» **About this exercise**:
Answer these questions from the Oculus movie review below.
1. Which actor plays Tim?
2. How many years before the siblings confront the mirror again did the events of their childhood take place?
3. What illness is given as a possible cause of the family dog's death?

Thursday, April 17, 2014
Movie Review: Oculus
The storyline of Oculus follows siblings Kaylie (Karen Gillan) and Tim (Brenton Thwaites) during two different periods in their lives, both involving their interactions with the malicious Lasser Glass. As pre-teens Kaylie and Tim witness the effect that the mirror has on their parents (Katee Sackhoff and Rory Cochrane), slowly turning their childhood and family life into a nightmare. As young adults, we see how Kaylie and Tim are both trying to cope with their traumatic childhoods. Their perceptions as to what happened to their family, however, are quite different. While Kaylie is convinced that the Lasser Glass is truly evil and has spent her life tracking it down in order to destroy it, years of therapy and treatment have left Tim convinced that the true evil that destroyed their young lives came from their father.
As we watch the now adult siblings once again confront the mirror, we also witness them confronting eachother with their own versions of what happened eleven years prior. Did the family dog die mysteriously becase its life was sapped from it by the mirror or did it suffer from parvovirus? Was their father having an affair or was there really a mysterious feminine entity in their home? One of the strengths of Oculus, at least for the first half of the film, is that it explores the very different ways in which two siblings perceive the tragedies of their childhoods. Twisting and warping perception is a key feature of the film and it works really well most of the way through. As Kaylie and Tim attempt to study the Lasser Glass, they find a growing disconnect between their true actions and their perceptions of their actions. Like a funhouse mirror, something sinister is warping and twisting the world around them. I don't want to spoil anything, but at one point someone eats a light bulb.What can you do when you can't even trust your own eyes or taste buds?

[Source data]
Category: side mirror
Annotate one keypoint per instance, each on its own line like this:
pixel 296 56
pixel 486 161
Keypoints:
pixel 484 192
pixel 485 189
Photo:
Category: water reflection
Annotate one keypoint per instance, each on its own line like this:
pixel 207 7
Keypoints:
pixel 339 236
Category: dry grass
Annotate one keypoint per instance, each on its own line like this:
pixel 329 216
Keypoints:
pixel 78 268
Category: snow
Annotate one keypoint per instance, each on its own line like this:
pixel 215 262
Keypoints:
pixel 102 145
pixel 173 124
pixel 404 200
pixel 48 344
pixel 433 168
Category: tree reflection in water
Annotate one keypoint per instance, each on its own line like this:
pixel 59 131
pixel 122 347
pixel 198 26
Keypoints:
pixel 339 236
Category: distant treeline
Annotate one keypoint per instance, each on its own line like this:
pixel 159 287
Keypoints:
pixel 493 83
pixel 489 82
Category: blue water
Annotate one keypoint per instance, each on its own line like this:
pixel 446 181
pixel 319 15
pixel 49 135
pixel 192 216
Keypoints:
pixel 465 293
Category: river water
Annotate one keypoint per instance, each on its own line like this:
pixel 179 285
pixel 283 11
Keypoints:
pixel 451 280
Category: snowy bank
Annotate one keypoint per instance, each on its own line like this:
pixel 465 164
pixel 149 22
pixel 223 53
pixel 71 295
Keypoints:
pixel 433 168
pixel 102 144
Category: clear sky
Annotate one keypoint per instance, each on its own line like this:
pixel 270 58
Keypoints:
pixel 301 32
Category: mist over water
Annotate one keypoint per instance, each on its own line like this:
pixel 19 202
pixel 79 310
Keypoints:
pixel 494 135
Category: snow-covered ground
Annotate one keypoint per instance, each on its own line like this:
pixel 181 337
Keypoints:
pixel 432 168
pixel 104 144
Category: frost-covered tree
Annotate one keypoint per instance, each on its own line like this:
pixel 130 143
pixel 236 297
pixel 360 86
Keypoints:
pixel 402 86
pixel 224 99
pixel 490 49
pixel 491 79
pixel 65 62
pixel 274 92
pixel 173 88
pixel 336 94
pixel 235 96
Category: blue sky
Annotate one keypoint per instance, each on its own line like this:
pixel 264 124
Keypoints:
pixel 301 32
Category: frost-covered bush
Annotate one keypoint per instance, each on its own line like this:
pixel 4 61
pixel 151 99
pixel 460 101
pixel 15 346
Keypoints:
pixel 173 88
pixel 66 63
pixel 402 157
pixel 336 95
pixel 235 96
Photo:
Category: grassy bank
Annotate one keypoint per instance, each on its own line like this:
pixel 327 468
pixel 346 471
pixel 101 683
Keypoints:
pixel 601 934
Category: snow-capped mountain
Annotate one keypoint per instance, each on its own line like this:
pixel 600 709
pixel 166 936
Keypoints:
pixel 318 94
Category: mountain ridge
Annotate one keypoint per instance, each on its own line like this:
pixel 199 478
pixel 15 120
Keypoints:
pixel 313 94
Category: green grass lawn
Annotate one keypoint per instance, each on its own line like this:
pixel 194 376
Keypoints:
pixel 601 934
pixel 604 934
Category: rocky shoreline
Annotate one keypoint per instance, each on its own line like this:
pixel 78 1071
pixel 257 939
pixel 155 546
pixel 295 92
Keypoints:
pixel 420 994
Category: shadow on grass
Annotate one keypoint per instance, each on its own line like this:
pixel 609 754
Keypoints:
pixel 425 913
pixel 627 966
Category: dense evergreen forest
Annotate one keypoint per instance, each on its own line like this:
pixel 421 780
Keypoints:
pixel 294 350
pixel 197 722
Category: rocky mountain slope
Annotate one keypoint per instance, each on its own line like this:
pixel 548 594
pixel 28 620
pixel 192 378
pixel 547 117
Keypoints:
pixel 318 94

» **Task response**:
1. Brenton Thwaites
2. Eleven years
3. Parvovirus